Objective 1:
Using the forum post, answer each question on its own line, marked (a), (b), (c):
(a) Which section of craigslist does the poster sometimes visit?
(b) On what date were the alarm clocks in Housewares set to go off?
(c) What did Mr. Jacobs try to put on layaway at the Service Desk?
Objective 2:
Say whether each statement agrees with the forum post. Answer yes or no, quoting the deciding words, and mark the answers (a), (b), (c).
(a) The letter came from the local Target.
(b) The store banned only Mr. Jacobs.
(c) The alarm clocks were set to go off at 10-minute intervals.

-- START OF Page text --

# I got kicked out of Target



## meat hunter

Every once in a while, I swing on over the Rants & Raves section of craigslist. Yeah, its usually filled with vile comments but I came across this one today, I thought it was pretty funny. Wife said it sounds like something I would have done. I did not know whether to take that as a compliment or an insult. I'll go with compliment LOL.
**************************************************  ***********

After I retired, my wife insisted that I accompany her on her trips to Target. Unfortunately, like most men, I found shopping boring and preferred to get in and get out. Equally unfortunate, my wife is like most women - she loves to browse. Yesterday my dear wife received the following letter from the local Target. 

Dear Mrs. Jacobs, 

Over the past six months, your husband has caused quite a commotion in our store. We cannot tolerate this behavior and have been forced to ban both of you from the store. Our complaints against your husband, Mr. Jacobs, are listed below and are documented by our video surveillance cameras. 

1. June 15: Took 24 boxes of condoms and randomly put them in other people's carts when they weren't looking. 

2. July 2: Set all the alarm clocks in Housewares to go off at 5-minute intervals. 

3. July 7: He made a trail of tomato juice on the floor leading to the women's restroom. 

4. July 19: Walked up to an employee and told her in an official voice, 'Code 3 in Housewares. Get on it right away'. This caused the employee to leave her assigned station and receive a reprimand from her Supervisor that in turn resulted with a union grievance, causing management to lose time and costing the company money. 

5. August 4: Went to the Service Desk and tried to put a bag of M&Ms on layaway.

-- END OF Page text --
-- START OF Listing --

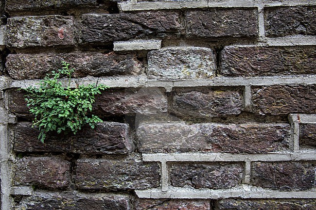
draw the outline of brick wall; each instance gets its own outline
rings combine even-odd
[[[0,1],[2,210],[316,210],[316,1]],[[104,121],[45,144],[65,60]]]

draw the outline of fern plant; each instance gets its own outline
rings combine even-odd
[[[35,116],[32,127],[39,130],[38,139],[42,143],[49,131],[76,134],[85,124],[94,129],[96,123],[102,122],[97,116],[89,113],[95,96],[109,87],[88,84],[71,88],[71,75],[74,69],[70,68],[70,64],[65,61],[62,63],[61,69],[47,74],[37,86],[24,89],[27,92],[25,99],[27,106]],[[58,81],[64,75],[69,81],[66,87]]]

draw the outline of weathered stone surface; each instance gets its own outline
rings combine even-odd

-- END OF Listing --

Answer 1:
(a) Rants & Raves
(b) July 2
(c) A bag of M&Ms

Answer 2:
(a) Yes: "Yesterday my dear wife received the following letter from the local Target."
(b) No: "have been forced to ban both of you from the store"
(c) No: "Set all the alarm clocks in Housewares to go off at 5-minute intervals."